Bearbeitungshinweise
Auf welche Rechtsverschärfungen erstreckt sich laut der Antwort im Text zur Visafreiheit für türkische Staatsbürger die Stillhalteverpflichtung des Artikels 13 ARB 1/80?

Visafreiheit für türkische Staatsbürger bei Besuchs- oder touristischen Aufenthalten

Inwieweit trifft es zu, dass der Bundesgrenzschutz bis zur Einführung der Visumpflicht für türkische Staatsangehörige in der Praxis Besucher/-innen und Touristen einreisen ließ, während lediglich Personen zurückgewiesen wurden, bei denen die Absicht eines Daueraufenthalts bzw. einer Erwerbstätigkeit erkennbar wurden, und inwieweit folgt (spätestens) nach der Toprak-Entscheidung des Europäischen Gerichtshofs (EuGH) hieraus, dass türkische Staatsangehörige zumindest als Besucher/-innen und Touristen bereits deshalb von der Visumpflicht befreit sind, weil eine strengere Praxis gegen das Verschlechterungsverbot aus Artikel 13 des Beschlusses Nr. 1/80 des Assoziationsrats EWG/Türkei über die Entwicklung der Assoziation (ARB 1/80) verstoßen würde (bitte begründen; vgl. www.migrationsrecht.net/nachrichtenauslaenderrecht-europa-und-eu/1741-tuerkeirueckuebernahmeabkommen-standstillrechtsanwalt-zeran.html)?

Antwort des Staatssekretärs Klaus-Dieter Fritsche vom 8. März 2011:

Die Stillhalteverpflichtung des Artikels 13 des Beschlusses Nr. 1/80 des Assoziationsrats EWG/Türkei über die Entwicklung der Assoziation (ARB 1/80) erstreckt sich nur auf solche Rechtsverschärfungen, die neue Hindernisse für die Ausübung der Arbeitnehmerfreizügigkeit bedeuten (so auch die in der Frage in Bezug genommene Entscheidung des Europäischen Gerichtshofs in der Rechtssache „Toprak", vgl. dort u. a. Rn. 54). Die Einreise türkischer Staatsangehöriger zu touristischen Zwecken oder zu Besuchszwecken wird von der Stillhalteverpflichtung des Artikels 13 ARB 1/80 folglich nicht erfasst.

[Daten zur Punktlokalisierung]
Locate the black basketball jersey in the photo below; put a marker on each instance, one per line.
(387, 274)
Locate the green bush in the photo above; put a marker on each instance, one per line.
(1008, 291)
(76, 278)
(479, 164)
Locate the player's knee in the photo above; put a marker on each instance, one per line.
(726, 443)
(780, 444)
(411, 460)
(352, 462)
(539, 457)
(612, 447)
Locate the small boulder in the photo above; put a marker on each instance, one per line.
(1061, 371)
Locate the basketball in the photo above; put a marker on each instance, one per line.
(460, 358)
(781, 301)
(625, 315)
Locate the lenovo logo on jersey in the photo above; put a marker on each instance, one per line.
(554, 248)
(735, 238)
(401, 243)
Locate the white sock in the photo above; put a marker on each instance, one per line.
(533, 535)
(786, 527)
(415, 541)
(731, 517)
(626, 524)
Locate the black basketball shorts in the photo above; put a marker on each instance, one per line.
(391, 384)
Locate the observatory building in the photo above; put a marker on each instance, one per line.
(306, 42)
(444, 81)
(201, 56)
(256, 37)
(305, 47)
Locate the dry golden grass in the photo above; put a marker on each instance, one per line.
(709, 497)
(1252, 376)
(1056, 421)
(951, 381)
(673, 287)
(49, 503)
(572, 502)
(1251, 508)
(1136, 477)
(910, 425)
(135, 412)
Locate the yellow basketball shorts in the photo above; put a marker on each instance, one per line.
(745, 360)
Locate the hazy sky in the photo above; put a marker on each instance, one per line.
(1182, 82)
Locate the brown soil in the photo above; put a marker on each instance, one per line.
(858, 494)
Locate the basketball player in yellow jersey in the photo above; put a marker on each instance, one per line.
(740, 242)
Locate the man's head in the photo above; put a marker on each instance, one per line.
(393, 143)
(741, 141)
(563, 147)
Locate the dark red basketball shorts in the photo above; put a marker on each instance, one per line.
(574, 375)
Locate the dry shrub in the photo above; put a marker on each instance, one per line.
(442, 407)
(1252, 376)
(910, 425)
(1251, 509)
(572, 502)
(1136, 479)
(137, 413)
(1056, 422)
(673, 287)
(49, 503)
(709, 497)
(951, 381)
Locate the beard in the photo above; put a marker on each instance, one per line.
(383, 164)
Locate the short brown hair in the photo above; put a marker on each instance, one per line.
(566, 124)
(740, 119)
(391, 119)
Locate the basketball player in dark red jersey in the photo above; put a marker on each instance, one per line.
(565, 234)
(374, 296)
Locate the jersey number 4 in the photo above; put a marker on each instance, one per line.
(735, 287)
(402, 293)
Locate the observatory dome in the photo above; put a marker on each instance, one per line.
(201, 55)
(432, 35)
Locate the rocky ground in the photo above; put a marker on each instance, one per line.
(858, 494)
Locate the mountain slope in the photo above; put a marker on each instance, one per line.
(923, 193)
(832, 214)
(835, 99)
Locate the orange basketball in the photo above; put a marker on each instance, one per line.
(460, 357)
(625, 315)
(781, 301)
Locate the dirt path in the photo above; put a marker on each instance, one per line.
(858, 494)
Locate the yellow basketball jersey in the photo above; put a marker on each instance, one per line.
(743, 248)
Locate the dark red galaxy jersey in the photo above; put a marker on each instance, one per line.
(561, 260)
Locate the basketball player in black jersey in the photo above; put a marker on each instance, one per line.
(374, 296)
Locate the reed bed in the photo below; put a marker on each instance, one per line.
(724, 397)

---

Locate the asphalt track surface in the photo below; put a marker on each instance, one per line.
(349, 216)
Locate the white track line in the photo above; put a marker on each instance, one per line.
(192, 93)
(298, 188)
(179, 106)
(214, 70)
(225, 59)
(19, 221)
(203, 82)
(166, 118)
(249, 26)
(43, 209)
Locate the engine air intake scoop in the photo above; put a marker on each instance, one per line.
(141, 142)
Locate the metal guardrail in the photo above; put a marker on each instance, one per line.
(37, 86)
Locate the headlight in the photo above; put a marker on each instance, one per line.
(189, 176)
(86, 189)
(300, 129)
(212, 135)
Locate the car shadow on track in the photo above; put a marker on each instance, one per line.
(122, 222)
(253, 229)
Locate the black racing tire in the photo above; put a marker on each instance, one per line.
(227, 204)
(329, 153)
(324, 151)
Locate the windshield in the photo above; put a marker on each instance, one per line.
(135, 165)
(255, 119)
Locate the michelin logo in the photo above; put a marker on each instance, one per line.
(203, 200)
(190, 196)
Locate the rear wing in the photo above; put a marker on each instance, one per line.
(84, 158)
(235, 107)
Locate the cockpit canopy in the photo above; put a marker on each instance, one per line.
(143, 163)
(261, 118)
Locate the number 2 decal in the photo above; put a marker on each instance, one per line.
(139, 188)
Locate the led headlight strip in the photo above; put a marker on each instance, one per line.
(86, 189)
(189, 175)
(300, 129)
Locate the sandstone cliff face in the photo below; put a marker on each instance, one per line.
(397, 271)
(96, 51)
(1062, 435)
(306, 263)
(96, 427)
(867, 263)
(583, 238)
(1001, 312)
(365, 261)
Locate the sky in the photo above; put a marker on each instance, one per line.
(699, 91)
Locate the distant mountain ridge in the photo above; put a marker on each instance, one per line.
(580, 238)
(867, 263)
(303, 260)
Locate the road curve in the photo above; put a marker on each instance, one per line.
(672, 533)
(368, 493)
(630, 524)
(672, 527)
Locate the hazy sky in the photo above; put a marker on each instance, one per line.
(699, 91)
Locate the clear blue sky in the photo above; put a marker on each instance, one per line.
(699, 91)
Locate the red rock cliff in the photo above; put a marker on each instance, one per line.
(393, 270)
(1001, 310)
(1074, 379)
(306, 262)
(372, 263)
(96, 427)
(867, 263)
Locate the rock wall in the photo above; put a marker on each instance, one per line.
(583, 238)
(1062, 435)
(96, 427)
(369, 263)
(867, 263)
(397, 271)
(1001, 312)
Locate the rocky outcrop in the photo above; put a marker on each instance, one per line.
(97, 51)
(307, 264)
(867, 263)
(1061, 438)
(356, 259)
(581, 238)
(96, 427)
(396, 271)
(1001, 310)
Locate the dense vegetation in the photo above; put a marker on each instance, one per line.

Lösung
Nur auf solche Rechtsverschärfungen, die neue Hindernisse für die Ausübung der Arbeitnehmerfreizügigkeit bedeuten.